Objetivo de la tarea
Copia el pasaje del texto sobre el teatro clásico que comienza con las palabras "Año 1992: Robert" y termina con "su uso ideológico?", y sustituye en él "cainita" por "fratricida".

Fragmento del texto
★ ★ ★ ★

Año 1937: al comienzo de la ofensiva por parte de las tropas franquistas sobre la ciudad de Madrid, el poeta Rafael Alberti compone una reescritura personal de la Numancia de Cervantes como un canto a la libertad al servicio de la causa republicana. La tragedia del pueblo numantino frente al cerco romano se convierte, así, en un aliento para la resistencia.
Año 1992: Robert Cantarella, el que fuera director del Centre Dramatique National du Théâtre Dijon-Bourgogne, lleva a las tablas La siége de Numance, alegato antibelicista, versión pacifista y antimilitarista del clásico cervantino.
Año 2016: Teatro Español de Madrid, Juan Carlos Pérez de la Fuente dirige la versión de Luis Alberto de Cuenca y Alicia Mariño de la tragedia de Numancia como denuncia para un país cainita, donde el hermano mata al hermano, con incuestionables ecos de la Ley de Memoria Histórica.
¿Qué elementos subyacen debajo de esa resignificación de los clásicos a favor de causas tan distintas? ¿Cuál es el proceso simbólico que ha vivido nuestro patrimonio dorado durante los últimos siglos? ¿Qué métodos se llevan a cabo en la instrumentalización del teatro clásico para su uso ideológico?
Es un hecho incontestable que el arte del teatro emerge como artefacto íntimamente contemporáneo, en tanto en cuanto siempre mantendrá un diálogo con el presente, con el contexto social en el que se lleva a cabo la puesta en escena, contribuyendo a su constante uso y manipulación.
El profesor Julio Vélez Sainz acaba de publicar Clásicos subversivos. Clásicos subvertidos. Apropiación y vigencia del teatro áureo en la editorial Reichenberger, un necesario y encomiable viaje por las puestas en escena de nuestros clásicos de los Siglos de Oro rastreando los mecanismos de apropiación que se han venido haciendo de ellos para propiciar, contradecir, difundir o traicionar determinados discursos. La realidad es que el profesor Vélez es un gran conocedor de las artes escénicas; teatrero de pro, que amén de dirigir con diestra mano el Instituto del Teatro de Madrid de la Universidad Complutense, donde imparte clase —yo mismo tuve la fortuna de tenerlo como profesor tiempo ha, cuando Quevedo no era trapero— o incluso realizar sus pinitos en el mundo de la dramaturgia, ha difundido en distintos y variados medios la vida escénica clásica y contemporánea, promoviendo congresos, actividades, montajes e investigaciones que contribuyen a tender puentes entre el universo de la praxis teatral y la academia.
El libro se divide en seis capítulos, precedidos de una introducción, que cubren siglo y medio de historia teatral (con particular atención a los últimos 50 años), siendo el primero y el último de carácter narrativo, permitiendo una lectura unitaria, en clave historicista, y encontrando en los capítulos mediales (2-5) la búsqueda de una interpretación ideológica de nuestros clásicos, un rastreo por sus variantes identitarias, políticas, culturales y antropológicas con ejemplos ilustrativos. El libro, como reconoce en la presentación del mismo Ignacio García, el que fuera director del Festival Internacional de Teatro Clásico de Almagro, «nos permite de un lado conocer el poder del teatro como herramienta de propaganda, y del otro comprender el potencial escénico de esas piezas» [p. 1].

★ ★ ★ ★

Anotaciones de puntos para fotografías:
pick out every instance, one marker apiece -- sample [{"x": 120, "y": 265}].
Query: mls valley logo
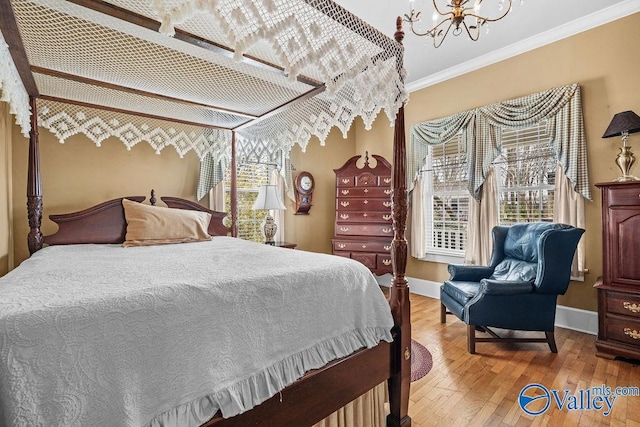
[{"x": 535, "y": 399}]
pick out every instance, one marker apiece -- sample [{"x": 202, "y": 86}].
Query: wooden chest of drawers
[
  {"x": 619, "y": 286},
  {"x": 363, "y": 224}
]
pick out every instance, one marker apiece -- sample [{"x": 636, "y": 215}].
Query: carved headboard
[{"x": 105, "y": 222}]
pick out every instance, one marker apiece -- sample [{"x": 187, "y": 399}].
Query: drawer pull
[{"x": 632, "y": 333}]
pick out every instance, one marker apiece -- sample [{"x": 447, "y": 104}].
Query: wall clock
[{"x": 304, "y": 185}]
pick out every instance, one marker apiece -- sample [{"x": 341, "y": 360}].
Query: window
[
  {"x": 447, "y": 198},
  {"x": 250, "y": 176},
  {"x": 526, "y": 171},
  {"x": 526, "y": 177}
]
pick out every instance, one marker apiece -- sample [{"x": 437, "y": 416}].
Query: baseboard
[{"x": 566, "y": 317}]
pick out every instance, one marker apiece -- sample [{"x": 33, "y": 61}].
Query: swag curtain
[{"x": 481, "y": 128}]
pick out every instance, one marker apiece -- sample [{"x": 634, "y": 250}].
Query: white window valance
[{"x": 561, "y": 107}]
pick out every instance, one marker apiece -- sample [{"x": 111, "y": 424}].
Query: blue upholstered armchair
[{"x": 530, "y": 266}]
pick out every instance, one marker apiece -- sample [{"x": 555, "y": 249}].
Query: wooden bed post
[
  {"x": 234, "y": 186},
  {"x": 35, "y": 239},
  {"x": 399, "y": 383}
]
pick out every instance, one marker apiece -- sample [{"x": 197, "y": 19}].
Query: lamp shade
[
  {"x": 268, "y": 198},
  {"x": 627, "y": 121}
]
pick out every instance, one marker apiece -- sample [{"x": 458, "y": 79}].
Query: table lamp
[
  {"x": 623, "y": 124},
  {"x": 268, "y": 199}
]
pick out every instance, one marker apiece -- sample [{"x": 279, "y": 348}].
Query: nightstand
[{"x": 285, "y": 245}]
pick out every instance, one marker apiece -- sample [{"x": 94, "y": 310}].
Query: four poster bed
[{"x": 225, "y": 79}]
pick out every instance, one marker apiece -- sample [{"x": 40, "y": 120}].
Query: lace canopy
[{"x": 186, "y": 73}]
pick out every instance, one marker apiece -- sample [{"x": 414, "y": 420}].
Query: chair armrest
[
  {"x": 469, "y": 273},
  {"x": 505, "y": 287}
]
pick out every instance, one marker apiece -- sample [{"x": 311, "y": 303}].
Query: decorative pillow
[{"x": 155, "y": 225}]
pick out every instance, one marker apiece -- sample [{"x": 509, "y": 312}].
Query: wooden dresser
[
  {"x": 363, "y": 225},
  {"x": 619, "y": 287}
]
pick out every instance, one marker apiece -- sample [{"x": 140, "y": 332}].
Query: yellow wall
[
  {"x": 6, "y": 243},
  {"x": 602, "y": 60}
]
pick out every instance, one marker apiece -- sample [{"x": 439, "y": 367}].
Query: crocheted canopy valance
[{"x": 277, "y": 72}]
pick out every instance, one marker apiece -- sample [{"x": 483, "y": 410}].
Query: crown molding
[{"x": 601, "y": 17}]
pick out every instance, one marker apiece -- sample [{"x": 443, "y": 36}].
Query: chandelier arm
[
  {"x": 432, "y": 32},
  {"x": 475, "y": 39},
  {"x": 438, "y": 9},
  {"x": 437, "y": 45}
]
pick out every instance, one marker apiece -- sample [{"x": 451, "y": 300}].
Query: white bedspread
[{"x": 100, "y": 335}]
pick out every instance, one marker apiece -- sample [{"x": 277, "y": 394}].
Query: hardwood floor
[{"x": 482, "y": 389}]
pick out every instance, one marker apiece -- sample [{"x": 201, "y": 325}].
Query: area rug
[{"x": 421, "y": 361}]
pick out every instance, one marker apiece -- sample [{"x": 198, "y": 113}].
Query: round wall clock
[{"x": 304, "y": 185}]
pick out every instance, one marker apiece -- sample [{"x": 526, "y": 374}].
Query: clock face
[{"x": 306, "y": 183}]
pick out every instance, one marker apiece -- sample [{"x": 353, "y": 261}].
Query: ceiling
[{"x": 530, "y": 24}]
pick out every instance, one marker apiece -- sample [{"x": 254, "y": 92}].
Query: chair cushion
[
  {"x": 515, "y": 269},
  {"x": 461, "y": 291},
  {"x": 521, "y": 241}
]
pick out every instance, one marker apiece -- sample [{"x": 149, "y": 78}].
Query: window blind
[
  {"x": 447, "y": 198},
  {"x": 526, "y": 175}
]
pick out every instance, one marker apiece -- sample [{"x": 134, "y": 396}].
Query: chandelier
[{"x": 458, "y": 16}]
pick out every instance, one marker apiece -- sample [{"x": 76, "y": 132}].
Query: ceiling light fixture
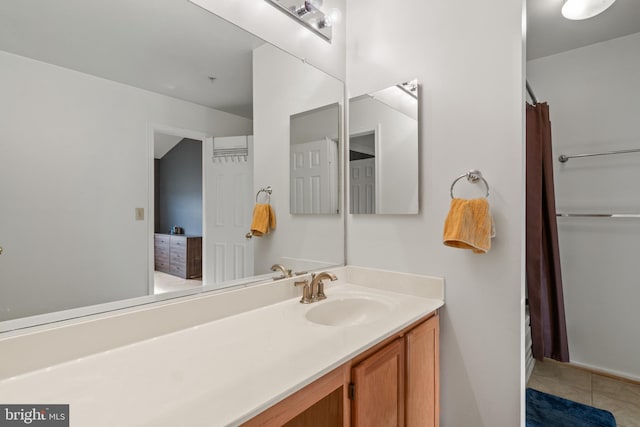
[
  {"x": 309, "y": 14},
  {"x": 584, "y": 9}
]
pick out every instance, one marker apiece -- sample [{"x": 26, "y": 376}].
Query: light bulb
[{"x": 584, "y": 9}]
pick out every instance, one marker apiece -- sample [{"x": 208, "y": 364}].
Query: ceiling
[
  {"x": 172, "y": 46},
  {"x": 549, "y": 33},
  {"x": 167, "y": 46}
]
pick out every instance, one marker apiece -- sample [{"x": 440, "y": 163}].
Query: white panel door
[
  {"x": 314, "y": 175},
  {"x": 229, "y": 253},
  {"x": 363, "y": 186}
]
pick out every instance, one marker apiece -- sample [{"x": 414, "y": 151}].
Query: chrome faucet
[
  {"x": 279, "y": 267},
  {"x": 314, "y": 291}
]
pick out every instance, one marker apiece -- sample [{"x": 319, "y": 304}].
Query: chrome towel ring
[
  {"x": 472, "y": 176},
  {"x": 267, "y": 190}
]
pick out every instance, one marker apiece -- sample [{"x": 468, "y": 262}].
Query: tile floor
[
  {"x": 621, "y": 398},
  {"x": 164, "y": 282}
]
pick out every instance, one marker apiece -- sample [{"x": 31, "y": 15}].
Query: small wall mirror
[
  {"x": 383, "y": 151},
  {"x": 314, "y": 161}
]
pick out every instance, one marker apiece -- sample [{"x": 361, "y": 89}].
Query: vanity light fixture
[
  {"x": 309, "y": 14},
  {"x": 584, "y": 9}
]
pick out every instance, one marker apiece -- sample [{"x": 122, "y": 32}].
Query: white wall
[
  {"x": 593, "y": 96},
  {"x": 468, "y": 56},
  {"x": 396, "y": 153},
  {"x": 269, "y": 23},
  {"x": 75, "y": 155},
  {"x": 283, "y": 85},
  {"x": 316, "y": 125}
]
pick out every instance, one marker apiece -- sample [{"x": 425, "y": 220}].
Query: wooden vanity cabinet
[
  {"x": 377, "y": 388},
  {"x": 395, "y": 383}
]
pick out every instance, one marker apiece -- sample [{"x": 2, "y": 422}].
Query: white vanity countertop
[{"x": 219, "y": 373}]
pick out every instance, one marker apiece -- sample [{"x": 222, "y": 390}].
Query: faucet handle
[
  {"x": 306, "y": 291},
  {"x": 320, "y": 292}
]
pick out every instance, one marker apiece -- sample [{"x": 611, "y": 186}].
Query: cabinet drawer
[
  {"x": 178, "y": 242},
  {"x": 178, "y": 270},
  {"x": 163, "y": 266},
  {"x": 178, "y": 251},
  {"x": 178, "y": 256},
  {"x": 161, "y": 239},
  {"x": 161, "y": 251}
]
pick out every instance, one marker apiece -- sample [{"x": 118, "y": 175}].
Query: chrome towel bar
[
  {"x": 267, "y": 190},
  {"x": 472, "y": 176}
]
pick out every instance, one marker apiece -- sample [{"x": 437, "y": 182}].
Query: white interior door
[
  {"x": 363, "y": 186},
  {"x": 229, "y": 255},
  {"x": 314, "y": 176}
]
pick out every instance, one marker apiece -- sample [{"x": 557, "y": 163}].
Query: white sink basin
[{"x": 348, "y": 311}]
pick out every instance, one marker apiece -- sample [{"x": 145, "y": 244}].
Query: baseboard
[{"x": 599, "y": 371}]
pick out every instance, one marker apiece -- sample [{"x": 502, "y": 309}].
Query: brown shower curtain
[{"x": 544, "y": 282}]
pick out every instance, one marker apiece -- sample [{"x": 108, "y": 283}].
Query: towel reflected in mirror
[{"x": 264, "y": 219}]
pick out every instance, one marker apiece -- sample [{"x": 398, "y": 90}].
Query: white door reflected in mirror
[
  {"x": 383, "y": 151},
  {"x": 314, "y": 163}
]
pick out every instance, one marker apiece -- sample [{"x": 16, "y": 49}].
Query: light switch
[{"x": 139, "y": 214}]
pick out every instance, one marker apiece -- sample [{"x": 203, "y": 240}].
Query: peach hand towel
[
  {"x": 264, "y": 220},
  {"x": 469, "y": 225}
]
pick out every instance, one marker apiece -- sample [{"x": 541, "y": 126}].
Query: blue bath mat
[{"x": 546, "y": 410}]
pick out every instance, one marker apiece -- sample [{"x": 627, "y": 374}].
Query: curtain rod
[
  {"x": 564, "y": 158},
  {"x": 596, "y": 215}
]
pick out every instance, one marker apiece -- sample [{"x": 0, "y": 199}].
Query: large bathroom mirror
[
  {"x": 383, "y": 151},
  {"x": 136, "y": 139},
  {"x": 315, "y": 166}
]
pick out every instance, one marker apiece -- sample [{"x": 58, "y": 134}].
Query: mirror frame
[{"x": 25, "y": 324}]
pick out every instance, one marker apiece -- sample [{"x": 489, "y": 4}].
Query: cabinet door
[
  {"x": 422, "y": 402},
  {"x": 379, "y": 388}
]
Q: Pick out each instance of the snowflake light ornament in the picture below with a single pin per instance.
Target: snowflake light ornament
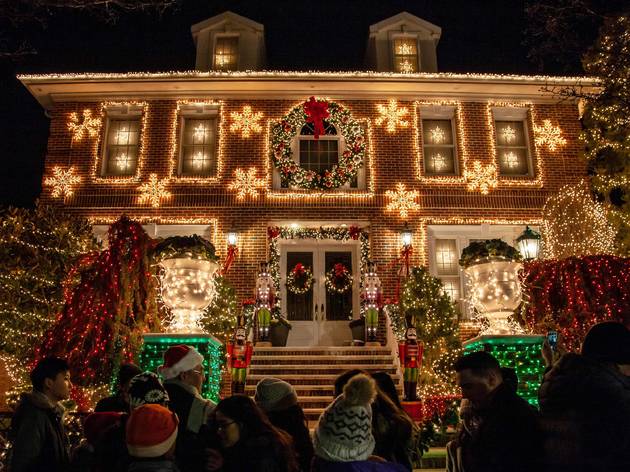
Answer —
(246, 183)
(393, 115)
(153, 192)
(549, 135)
(402, 200)
(482, 178)
(62, 182)
(246, 122)
(79, 128)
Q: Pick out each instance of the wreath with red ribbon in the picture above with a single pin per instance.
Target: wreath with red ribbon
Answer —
(319, 113)
(300, 279)
(338, 279)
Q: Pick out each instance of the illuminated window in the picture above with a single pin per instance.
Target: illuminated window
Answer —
(226, 53)
(512, 150)
(198, 149)
(438, 147)
(122, 145)
(405, 55)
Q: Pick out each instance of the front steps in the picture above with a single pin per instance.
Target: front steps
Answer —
(312, 370)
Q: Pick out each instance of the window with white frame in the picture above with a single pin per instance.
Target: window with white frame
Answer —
(446, 243)
(405, 53)
(197, 154)
(512, 146)
(226, 53)
(122, 142)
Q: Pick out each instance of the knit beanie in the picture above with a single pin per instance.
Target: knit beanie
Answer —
(146, 388)
(274, 394)
(151, 431)
(344, 431)
(607, 342)
(178, 359)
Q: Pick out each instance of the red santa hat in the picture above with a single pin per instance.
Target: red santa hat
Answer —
(178, 359)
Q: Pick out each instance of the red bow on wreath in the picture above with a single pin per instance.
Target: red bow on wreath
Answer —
(316, 113)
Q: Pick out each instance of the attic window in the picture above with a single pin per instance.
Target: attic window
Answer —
(405, 55)
(226, 53)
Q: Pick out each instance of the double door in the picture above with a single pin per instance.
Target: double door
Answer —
(319, 316)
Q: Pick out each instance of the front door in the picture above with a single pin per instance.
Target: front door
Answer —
(318, 316)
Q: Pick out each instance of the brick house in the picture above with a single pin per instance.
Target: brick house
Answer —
(458, 157)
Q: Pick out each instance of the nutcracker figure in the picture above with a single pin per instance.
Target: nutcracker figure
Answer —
(410, 353)
(265, 298)
(239, 354)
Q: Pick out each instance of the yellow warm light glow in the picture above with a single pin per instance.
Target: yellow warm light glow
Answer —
(154, 191)
(62, 182)
(482, 178)
(392, 115)
(247, 122)
(90, 125)
(549, 135)
(246, 183)
(402, 200)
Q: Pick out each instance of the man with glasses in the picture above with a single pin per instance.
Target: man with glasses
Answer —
(184, 375)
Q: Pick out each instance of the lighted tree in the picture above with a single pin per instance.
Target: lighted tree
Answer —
(424, 298)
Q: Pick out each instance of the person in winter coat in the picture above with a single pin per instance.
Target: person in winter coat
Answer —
(506, 437)
(585, 404)
(40, 442)
(151, 433)
(343, 438)
(278, 400)
(243, 439)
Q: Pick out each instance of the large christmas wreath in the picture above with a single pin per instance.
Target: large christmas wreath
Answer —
(319, 113)
(338, 279)
(300, 279)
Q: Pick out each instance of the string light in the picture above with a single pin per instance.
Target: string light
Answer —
(246, 183)
(402, 200)
(154, 191)
(89, 125)
(247, 122)
(392, 115)
(62, 182)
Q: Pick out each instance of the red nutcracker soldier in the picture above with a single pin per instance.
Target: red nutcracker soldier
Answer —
(239, 354)
(410, 353)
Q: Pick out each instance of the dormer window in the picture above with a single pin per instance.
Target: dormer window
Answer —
(226, 53)
(406, 55)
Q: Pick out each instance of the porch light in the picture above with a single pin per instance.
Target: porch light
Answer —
(406, 235)
(529, 243)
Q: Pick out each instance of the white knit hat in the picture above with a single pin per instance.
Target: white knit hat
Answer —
(344, 431)
(178, 359)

★ ★ ★ ★

Respuesta
Año 1992: Robert Cantarella, el que fuera director del Centre Dramatique National du Théâtre Dijon-Bourgogne, lleva a las tablas La siége de Numance, alegato antibelicista, versión pacifista y antimilitarista del clásico cervantino.
Año 2016: Teatro Español de Madrid, Juan Carlos Pérez de la Fuente dirige la versión de Luis Alberto de Cuenca y Alicia Mariño de la tragedia de Numancia como denuncia para un país fratricida, donde el hermano mata al hermano, con incuestionables ecos de la Ley de Memoria Histórica.
¿Qué elementos subyacen debajo de esa resignificación de los clásicos a favor de causas tan distintas? ¿Cuál es el proceso simbólico que ha vivido nuestro patrimonio dorado durante los últimos siglos? ¿Qué métodos se llevan a cabo en la instrumentalización del teatro clásico para su uso ideológico?